Aller au contenu

Page:Du Camp - Les Convulsions de Paris, tome 1.djvu/387

La bibliothèque libre.
Le texte de cette page a été corrigé et est conforme au fac-similé.
361
PIÈCES JUSTIFICATIVES.

Le lieutenant-colonel commandant le fort passe la nuit au poste de la porte d’entrée, placé littéralement entre deux feux : les chasseurs rebelles qui grondent sourdement n’attendant qu’une occasion pour se révolter, et la menace de ce qui peut venir du côté de Paris.

« Le 23e part à 6 heures ; le 21e à 9 heures. Le fort n’est plus gardé que par le poste d’entrée. À ce moment se présente un sergent-major de la garde nationale, annonçant que le Comité de défense a ordonné l’envoi au Mont-Valérien de deux bataillons des Ternes et des Batignolles, et qu’ils devaient arriver dans la journée. » (Journal militaire.)

Le colonel accueille froidement ce message. — À 9 heures 1/2 une troupe lui est signalée. Il la voit venir avec une inexprimable anxiété. Est-ce la perte ? Est-ce le salut ? — Il cherche avec sa lorgnette à reconnaître à travers le brouillard quelque signe distinctif, lorsqu’une voix s’écrie joyeusement à ses côtés. « Pantalons rouges, mon colonel !…. »

::::

(CONSIGNE)
Reproduis en entier l'extrait ci-dessus sur le fort du Mont-Valérien, sans en modifier un seul mot. Les items proviennent d'une autre source que l'extrait.

::::

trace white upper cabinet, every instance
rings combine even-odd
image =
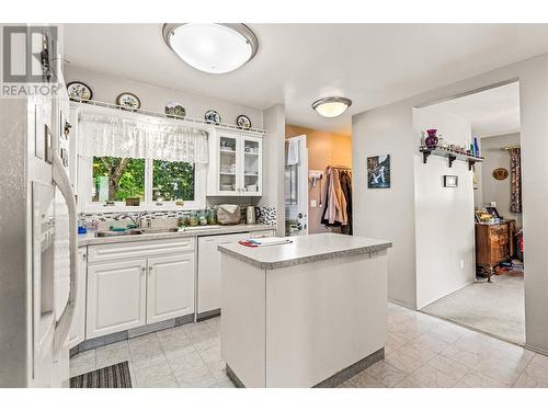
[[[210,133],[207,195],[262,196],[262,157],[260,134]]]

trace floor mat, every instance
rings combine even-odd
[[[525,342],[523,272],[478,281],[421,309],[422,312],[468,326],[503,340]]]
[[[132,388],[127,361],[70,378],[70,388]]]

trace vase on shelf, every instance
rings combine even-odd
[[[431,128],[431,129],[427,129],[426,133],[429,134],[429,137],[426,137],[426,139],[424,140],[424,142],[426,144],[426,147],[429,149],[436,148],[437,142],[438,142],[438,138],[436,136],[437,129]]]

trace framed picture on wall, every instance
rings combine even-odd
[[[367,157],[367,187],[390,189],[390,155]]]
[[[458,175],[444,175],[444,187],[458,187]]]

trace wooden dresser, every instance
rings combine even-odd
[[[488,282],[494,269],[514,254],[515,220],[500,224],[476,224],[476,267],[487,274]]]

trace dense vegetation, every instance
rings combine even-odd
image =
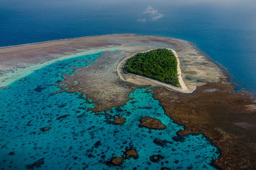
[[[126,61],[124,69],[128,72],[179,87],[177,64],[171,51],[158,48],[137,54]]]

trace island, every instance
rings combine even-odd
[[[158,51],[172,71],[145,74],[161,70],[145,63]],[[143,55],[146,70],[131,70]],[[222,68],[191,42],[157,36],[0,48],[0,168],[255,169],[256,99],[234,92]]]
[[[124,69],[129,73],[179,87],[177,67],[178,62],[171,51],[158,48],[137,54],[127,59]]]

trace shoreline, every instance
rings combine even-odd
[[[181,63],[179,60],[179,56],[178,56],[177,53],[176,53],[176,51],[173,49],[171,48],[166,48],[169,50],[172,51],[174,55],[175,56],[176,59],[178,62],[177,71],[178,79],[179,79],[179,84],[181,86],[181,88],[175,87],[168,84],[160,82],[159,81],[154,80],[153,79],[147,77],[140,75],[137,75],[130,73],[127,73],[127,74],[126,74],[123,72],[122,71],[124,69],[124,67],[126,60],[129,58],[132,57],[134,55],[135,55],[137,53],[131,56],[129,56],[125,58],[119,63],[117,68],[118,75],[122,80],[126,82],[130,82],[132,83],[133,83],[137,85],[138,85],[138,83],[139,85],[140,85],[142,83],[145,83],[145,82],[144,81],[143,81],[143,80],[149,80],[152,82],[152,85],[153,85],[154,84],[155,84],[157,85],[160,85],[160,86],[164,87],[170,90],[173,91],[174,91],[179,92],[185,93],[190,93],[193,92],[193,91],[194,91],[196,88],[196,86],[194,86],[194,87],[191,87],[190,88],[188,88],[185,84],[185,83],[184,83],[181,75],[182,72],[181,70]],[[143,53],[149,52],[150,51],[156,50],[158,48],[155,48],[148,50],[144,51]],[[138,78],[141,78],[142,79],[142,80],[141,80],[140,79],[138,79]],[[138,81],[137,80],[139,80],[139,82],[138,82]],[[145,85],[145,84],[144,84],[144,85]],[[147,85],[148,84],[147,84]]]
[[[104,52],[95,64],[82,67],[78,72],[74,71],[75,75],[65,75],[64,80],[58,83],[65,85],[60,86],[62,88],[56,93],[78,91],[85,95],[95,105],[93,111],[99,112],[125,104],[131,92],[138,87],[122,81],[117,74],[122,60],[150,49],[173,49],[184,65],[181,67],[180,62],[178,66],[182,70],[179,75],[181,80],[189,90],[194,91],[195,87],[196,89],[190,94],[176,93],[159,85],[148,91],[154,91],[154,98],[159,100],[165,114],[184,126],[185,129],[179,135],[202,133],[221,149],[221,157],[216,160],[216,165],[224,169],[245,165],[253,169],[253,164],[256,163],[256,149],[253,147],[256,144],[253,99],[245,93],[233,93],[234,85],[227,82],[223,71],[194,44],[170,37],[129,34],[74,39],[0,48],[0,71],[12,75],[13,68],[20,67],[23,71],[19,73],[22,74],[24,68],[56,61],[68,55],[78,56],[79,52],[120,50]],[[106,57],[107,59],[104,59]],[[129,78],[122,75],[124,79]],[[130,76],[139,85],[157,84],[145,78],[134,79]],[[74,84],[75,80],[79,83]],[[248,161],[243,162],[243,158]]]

::::

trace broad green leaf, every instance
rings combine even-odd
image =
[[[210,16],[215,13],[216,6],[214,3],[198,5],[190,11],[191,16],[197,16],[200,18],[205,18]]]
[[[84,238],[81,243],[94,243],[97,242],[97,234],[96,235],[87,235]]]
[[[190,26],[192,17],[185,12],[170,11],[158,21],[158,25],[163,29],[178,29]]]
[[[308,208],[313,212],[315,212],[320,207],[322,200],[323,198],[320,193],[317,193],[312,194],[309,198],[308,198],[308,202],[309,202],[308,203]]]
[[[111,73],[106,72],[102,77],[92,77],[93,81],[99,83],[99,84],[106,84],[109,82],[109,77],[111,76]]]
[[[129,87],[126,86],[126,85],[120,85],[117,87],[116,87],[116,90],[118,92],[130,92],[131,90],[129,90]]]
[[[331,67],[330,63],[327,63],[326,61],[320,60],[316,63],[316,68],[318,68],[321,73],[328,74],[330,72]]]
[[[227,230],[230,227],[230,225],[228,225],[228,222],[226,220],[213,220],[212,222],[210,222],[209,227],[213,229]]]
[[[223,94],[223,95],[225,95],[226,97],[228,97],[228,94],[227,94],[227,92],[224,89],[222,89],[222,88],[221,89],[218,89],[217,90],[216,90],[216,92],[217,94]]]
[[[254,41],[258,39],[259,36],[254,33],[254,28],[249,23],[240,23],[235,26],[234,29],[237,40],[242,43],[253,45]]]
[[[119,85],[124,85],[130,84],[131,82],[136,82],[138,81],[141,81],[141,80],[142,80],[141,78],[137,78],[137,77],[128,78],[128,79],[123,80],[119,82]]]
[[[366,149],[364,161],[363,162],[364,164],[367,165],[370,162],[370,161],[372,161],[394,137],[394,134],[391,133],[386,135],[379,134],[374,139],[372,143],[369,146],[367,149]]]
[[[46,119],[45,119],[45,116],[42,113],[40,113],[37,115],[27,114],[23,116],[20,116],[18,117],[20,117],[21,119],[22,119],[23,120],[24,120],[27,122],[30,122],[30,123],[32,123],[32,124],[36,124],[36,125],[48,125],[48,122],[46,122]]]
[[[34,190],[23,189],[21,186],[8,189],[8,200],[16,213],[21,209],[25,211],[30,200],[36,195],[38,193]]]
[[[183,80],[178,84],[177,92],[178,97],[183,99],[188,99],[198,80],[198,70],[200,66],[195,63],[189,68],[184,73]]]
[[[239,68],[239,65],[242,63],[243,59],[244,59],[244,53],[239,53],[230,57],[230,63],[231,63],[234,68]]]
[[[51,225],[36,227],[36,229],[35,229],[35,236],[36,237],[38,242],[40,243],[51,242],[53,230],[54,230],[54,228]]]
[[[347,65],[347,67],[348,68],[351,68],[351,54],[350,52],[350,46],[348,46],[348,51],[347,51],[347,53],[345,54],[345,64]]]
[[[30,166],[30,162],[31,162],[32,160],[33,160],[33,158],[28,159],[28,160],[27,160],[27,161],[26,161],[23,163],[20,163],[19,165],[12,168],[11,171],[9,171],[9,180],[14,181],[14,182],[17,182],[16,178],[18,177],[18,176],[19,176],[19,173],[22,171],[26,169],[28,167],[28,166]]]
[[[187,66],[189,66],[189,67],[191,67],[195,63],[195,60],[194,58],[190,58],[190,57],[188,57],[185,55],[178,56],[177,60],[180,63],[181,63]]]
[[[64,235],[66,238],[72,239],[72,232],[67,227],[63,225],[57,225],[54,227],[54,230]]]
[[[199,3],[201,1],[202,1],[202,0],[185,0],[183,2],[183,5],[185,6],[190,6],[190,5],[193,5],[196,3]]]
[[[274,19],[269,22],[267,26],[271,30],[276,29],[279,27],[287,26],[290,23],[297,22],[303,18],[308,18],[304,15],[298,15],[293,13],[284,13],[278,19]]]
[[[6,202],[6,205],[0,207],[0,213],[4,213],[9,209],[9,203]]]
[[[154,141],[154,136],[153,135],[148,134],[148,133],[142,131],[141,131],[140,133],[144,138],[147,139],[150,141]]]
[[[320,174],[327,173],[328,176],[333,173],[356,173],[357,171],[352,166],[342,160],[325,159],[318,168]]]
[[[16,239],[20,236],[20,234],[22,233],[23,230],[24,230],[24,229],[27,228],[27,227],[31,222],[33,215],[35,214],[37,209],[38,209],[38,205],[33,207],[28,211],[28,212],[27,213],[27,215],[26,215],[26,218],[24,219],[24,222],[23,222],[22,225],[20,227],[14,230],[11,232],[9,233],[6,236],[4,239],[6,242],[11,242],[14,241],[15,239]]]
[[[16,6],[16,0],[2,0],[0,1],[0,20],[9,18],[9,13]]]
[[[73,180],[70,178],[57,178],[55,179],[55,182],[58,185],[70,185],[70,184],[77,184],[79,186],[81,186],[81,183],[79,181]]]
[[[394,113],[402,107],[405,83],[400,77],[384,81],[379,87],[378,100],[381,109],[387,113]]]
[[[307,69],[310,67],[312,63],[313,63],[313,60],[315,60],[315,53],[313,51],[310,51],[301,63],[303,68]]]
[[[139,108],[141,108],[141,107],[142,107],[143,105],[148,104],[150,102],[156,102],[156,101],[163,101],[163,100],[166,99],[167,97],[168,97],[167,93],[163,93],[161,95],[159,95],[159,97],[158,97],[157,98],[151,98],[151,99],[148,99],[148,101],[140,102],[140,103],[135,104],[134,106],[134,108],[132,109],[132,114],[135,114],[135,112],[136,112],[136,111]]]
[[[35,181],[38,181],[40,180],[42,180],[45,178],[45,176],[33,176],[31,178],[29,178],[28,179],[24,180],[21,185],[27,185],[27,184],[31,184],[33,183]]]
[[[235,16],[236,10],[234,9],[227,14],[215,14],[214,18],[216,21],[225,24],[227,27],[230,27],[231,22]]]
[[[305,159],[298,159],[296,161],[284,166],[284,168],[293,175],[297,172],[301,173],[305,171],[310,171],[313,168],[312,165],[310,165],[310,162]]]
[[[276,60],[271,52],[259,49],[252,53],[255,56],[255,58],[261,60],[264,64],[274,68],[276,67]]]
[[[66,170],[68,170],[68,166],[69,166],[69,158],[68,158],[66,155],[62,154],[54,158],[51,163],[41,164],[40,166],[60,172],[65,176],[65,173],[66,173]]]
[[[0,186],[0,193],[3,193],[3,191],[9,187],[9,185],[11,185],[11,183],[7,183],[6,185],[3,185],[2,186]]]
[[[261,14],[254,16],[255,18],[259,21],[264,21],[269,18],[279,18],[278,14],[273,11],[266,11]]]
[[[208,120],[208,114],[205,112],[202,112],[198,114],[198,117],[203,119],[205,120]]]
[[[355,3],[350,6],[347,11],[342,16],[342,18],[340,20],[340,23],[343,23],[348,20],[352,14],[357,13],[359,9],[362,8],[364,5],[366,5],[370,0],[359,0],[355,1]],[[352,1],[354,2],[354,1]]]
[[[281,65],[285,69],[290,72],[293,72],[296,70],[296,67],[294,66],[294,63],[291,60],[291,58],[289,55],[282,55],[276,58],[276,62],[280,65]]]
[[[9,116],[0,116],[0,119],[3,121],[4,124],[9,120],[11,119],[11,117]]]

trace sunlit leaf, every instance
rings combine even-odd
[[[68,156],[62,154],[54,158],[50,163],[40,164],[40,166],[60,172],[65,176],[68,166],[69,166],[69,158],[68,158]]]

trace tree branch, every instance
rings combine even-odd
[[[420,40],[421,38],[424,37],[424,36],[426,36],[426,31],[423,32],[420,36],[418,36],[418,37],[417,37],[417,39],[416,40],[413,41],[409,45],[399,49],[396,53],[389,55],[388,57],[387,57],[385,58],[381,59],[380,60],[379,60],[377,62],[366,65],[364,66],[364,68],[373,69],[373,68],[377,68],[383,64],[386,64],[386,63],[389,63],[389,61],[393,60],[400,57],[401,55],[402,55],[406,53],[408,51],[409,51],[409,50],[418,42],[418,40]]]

::::

(RÉSULTAT)
Aller au contenu

Page:Du Camp - Les Convulsions de Paris, tome 1.djvu/387

La bibliothèque libre.
Le texte de cette page a été corrigé et est conforme au fac-similé.
361
PIÈCES JUSTIFICATIVES.

Le lieutenant-colonel commandant le fort passe la nuit au poste de la porte d’entrée, placé littéralement entre deux feux : les chasseurs rebelles qui grondent sourdement n’attendant qu’une occasion pour se révolter, et la menace de ce qui peut venir du côté de Paris.

« Le 23e part à 6 heures ; le 21e à 9 heures. Le fort n’est plus gardé que par le poste d’entrée. À ce moment se présente un sergent-major de la garde nationale, annonçant que le Comité de défense a ordonné l’envoi au Mont-Valérien de deux bataillons des Ternes et des Batignolles, et qu’ils devaient arriver dans la journée. » (Journal militaire.)

Le colonel accueille froidement ce message. — À 9 heures 1/2 une troupe lui est signalée. Il la voit venir avec une inexprimable anxiété. Est-ce la perte ? Est-ce le salut ? — Il cherche avec sa lorgnette à reconnaître à travers le brouillard quelque signe distinctif, lorsqu’une voix s’écrie joyeusement à ses côtés. « Pantalons rouges, mon colonel !…. »